De grote vrees van de Nederlandse communisten in het begin van het jaar 1941 was dan ook dat de NSB aan het bewind zou komen, met behulp van de Arisering en met krachtige steun van de Duitse militaire autoriteiten. De Duitse nationaal-socialisten zelf vormden in de optiek van de communisten op dat moment in géén enkel opzicht het politieke hoofdgevaar, als buitenstaanders (niet-Nederlanders) werden zij niet in staat geacht binnen te kunnen dringen in de proletarische basis van de Partij. Analoog aan de analyse van de communisten beschouwde ook de SD de communisten evenmin als een directe bedreiging.
Maar de NSB, weliswaar hierbij gesteund door de Duitse autoriteiten, zou – zo oordeelden de communisten – er wel terdege toe in staat zijn om voet aan de grond te krijgen bij de proletarische achterban van de Partij en op deze manier het voortbestaan van de Partij zelf in onmiddellijk gevaar te brengen. Dit scenario diende ten koste van alles te worden doorkruist en wel door middel van een algemene werkstaking op 20 februari, waarbij de communisten ervan uitgingen, dat deze een grote kans op slagen had. Immers, de Duitse autoriteiten hadden zich in het verleden nog nooit frontaal tegenover de arbeiders opgesteld en indien thans nu maar werd vermeden dat de staking zich frontaal tegen de Duitsers zou gaan richten, dan zou het allemaal nog wel eens kunnen gaan lukken.

* **Getoonde gegevens**

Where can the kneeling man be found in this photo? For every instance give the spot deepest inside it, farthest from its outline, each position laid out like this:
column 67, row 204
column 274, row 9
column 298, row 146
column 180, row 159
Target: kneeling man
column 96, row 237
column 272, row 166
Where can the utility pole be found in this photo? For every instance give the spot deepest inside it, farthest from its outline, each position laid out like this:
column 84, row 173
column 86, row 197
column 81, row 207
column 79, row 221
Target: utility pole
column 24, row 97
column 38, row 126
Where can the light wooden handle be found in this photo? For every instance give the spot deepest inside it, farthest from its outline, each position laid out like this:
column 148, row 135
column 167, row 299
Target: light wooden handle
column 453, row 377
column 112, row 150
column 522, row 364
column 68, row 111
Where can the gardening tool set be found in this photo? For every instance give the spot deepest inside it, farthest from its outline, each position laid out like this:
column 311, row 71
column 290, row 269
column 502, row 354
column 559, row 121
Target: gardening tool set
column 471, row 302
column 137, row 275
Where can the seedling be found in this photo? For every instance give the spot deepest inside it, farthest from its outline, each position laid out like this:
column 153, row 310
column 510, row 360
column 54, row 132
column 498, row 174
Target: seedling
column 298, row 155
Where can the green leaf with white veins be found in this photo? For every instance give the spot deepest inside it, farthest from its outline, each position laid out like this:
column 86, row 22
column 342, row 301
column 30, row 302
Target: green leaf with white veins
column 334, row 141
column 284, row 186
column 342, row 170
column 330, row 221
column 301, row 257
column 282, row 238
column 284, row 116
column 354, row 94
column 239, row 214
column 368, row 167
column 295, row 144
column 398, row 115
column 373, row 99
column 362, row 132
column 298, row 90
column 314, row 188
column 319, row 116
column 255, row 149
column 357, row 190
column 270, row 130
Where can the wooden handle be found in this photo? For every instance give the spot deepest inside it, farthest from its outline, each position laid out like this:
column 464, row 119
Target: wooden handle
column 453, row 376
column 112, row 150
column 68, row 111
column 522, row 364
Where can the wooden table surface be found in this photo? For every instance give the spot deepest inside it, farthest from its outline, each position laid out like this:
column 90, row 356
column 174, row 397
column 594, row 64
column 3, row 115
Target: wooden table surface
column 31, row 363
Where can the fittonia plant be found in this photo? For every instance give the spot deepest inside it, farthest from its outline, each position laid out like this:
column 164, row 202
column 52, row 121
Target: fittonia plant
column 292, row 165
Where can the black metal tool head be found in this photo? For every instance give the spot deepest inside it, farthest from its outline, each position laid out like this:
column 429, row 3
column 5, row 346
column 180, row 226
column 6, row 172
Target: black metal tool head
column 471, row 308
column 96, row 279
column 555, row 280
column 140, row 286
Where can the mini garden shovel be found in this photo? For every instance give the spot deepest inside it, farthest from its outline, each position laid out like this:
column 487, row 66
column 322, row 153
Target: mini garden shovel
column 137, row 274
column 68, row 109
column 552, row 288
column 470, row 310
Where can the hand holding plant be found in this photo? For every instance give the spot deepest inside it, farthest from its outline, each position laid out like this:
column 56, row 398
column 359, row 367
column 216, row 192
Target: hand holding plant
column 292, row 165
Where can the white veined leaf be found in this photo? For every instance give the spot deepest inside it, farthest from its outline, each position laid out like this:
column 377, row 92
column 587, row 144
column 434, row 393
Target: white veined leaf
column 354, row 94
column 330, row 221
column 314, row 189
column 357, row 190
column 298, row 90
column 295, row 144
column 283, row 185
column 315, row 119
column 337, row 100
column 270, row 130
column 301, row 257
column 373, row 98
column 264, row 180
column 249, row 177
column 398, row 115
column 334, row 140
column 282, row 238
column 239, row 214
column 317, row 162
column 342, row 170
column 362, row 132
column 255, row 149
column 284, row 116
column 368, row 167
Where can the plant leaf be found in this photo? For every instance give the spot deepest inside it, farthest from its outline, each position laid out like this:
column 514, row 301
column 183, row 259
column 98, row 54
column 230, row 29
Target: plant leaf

* **Te verrichten werk**
Neem uit het documentfragment de passage van "De grote vrees" tot en met "een directe bedreiging." over, en vervang daarin "NSB" door "Nationaal-Socialistische Beweging".

* **Schriftelijk antwoord**
De grote vrees van de Nederlandse communisten in het begin van het jaar 1941 was dan ook dat de Nationaal-Socialistische Beweging aan het bewind zou komen, met behulp van de Arisering en met krachtige steun van de Duitse militaire autoriteiten. De Duitse nationaal-socialisten zelf vormden in de optiek van de communisten op dat moment in géén enkel opzicht het politieke hoofdgevaar, als buitenstaanders (niet-Nederlanders) werden zij niet in staat geacht binnen te kunnen dringen in de proletarische basis van de Partij. Analoog aan de analyse van de communisten beschouwde ook de SD de communisten evenmin als een directe bedreiging.